Durante el siglo XX, Haya de la Torre no se encontró solo en este anhelo representativo. Acción Popular (AP) y su líder, Fernando Belaunde, aparecieron en la política peruana cuando el fuego reformista del APRA se apagaba en los convulsos años cincuenta. Se trataba de un partido que combinó de manera peculiar una agenda desarrollista propia de mediados del siglo XX con un ímpetu telúrico que daba un espacio inédito a las provincias del Perú. Por primera vez, la sierra y la selva no aparecen como problema, sino como posibilidad («He cruzado diez veces la cordillera no en pos de homenajes, sino en busca de inspiración e ideas», Fernando Belaunde)28. AP hace propia la bandera de la reforma agraria y da representación política a un cúmulo de demandas campesinas que se habían expresado durante décadas a través de grupos intelectuales indigenistas y de múltiples movimientos campesinos. «Wiracocha Belaunde», lo llaman en el sur peruano. Asimismo, cuando asume la presidencia por primera vez (1963-1968), una de sus primeras medidas es estrenar las elecciones municipales en 1964. En síntesis, AP y Fernando Belaunde dan forma a una agenda reformista que se apoya en la juventud urbana (Belaunde era un profesor universitario) y en la que las demandas rurales y andinas juegan un papel central29.

Instrucción 1: Traduce al inglés esta oración del texto sobre Acción Popular: «Asimismo, cuando asume la presidencia por primera vez (1963-1968), una de sus primeras medidas es estrenar las elecciones municipales en 1964.»

Materiales proporcionados:
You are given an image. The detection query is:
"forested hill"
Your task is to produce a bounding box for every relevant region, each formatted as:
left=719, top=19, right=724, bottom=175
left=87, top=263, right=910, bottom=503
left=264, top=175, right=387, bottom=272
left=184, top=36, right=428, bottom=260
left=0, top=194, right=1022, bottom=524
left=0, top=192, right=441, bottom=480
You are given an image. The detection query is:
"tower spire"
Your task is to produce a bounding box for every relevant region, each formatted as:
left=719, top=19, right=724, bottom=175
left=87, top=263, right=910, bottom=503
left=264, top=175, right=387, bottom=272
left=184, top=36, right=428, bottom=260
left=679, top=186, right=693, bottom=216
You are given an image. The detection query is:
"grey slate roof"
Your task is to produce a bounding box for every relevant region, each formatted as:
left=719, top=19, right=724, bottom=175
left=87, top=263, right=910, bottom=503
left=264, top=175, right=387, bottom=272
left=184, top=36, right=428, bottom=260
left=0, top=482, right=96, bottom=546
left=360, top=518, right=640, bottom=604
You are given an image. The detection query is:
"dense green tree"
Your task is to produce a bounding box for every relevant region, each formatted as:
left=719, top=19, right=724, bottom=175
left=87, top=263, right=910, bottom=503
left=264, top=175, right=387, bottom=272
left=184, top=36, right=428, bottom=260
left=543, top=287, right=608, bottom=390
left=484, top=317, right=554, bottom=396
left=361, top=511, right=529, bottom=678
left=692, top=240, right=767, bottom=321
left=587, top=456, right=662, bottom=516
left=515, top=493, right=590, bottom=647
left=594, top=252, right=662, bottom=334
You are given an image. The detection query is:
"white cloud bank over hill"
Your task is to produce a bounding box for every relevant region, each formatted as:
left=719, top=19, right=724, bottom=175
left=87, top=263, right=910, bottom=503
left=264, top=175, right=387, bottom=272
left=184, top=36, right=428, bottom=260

Instrucción 2: Duplica, sin cambios, la parte de las filas que va desde el comienzo de las filas hasta la línea que contiene "left=0, top=192, right=441, bottom=480", ambas incluidas.

Resultado 1: Likewise, when he assumes the presidency for the first time (1963-1968), one of his first measures is to inaugurate municipal elections in 1964.

Resultado 2:
You are given an image. The detection query is:
"forested hill"
Your task is to produce a bounding box for every relevant region, each formatted as:
left=719, top=19, right=724, bottom=175
left=87, top=263, right=910, bottom=503
left=264, top=175, right=387, bottom=272
left=184, top=36, right=428, bottom=260
left=0, top=194, right=1022, bottom=524
left=0, top=192, right=441, bottom=480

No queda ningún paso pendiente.